• [TASK BRIEF] Extract the part of the water turtle text starting with "A 30-gallon tank" and going on through "clean between changes.", copying it word for word.

Water Turtle Basics

A 30-gallon tank with a screen top or a Rubbermaid container 30 inches by 15 inches by eight inches is a good starter enclosure for small turtles. As your turtle reaches full size they will need at least a 70 gallon tank or a small pond (depending on the species). Plain glass on the bottom of the tank is the best substrate. For decoration, you can use a couple of larger rocks and plastic plants that are easy to clean. Avoid gravel or small rocks as it creates an environment with a lot of surface area to promote bacterial growth. Additionally, gravel is often ingested and can lead to intestinal blockage. Change the entire tank once every two weeks. It is important to perform partial water changes (approximately 50 percent of the tank volume) twice weekly to prevent buildup of waste. Use an underwater filter to help keep water clean between changes.

• [THE DATA]
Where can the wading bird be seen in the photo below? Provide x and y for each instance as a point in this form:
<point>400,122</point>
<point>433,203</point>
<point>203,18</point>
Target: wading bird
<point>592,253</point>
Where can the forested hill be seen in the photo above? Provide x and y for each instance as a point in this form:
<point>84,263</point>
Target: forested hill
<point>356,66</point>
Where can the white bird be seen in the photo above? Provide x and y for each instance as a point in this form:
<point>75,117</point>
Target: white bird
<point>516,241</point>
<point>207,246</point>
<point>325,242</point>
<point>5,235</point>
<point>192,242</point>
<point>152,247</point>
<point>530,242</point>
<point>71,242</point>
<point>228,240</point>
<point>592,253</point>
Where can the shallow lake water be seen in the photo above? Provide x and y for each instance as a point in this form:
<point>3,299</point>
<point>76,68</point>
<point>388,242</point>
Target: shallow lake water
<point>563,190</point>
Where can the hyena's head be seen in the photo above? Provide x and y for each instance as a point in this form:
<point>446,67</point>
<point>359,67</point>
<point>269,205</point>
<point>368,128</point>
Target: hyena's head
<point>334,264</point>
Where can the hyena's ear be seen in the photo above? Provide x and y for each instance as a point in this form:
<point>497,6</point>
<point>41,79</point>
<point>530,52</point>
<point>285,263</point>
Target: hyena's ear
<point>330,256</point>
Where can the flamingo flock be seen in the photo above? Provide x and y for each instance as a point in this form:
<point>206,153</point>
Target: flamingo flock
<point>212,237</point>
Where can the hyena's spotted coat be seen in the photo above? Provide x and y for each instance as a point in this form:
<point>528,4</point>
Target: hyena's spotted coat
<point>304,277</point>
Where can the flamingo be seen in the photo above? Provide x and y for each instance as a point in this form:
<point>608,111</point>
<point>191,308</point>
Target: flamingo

• [TASK RESPONSE]
A 30-gallon tank with a screen top or a Rubbermaid container 30 inches by 15 inches by eight inches is a good starter enclosure for small turtles. As your turtle reaches full size they will need at least a 70 gallon tank or a small pond (depending on the species). Plain glass on the bottom of the tank is the best substrate. For decoration, you can use a couple of larger rocks and plastic plants that are easy to clean. Avoid gravel or small rocks as it creates an environment with a lot of surface area to promote bacterial growth. Additionally, gravel is often ingested and can lead to intestinal blockage. Change the entire tank once every two weeks. It is important to perform partial water changes (approximately 50 percent of the tank volume) twice weekly to prevent buildup of waste. Use an underwater filter to help keep water clean between changes.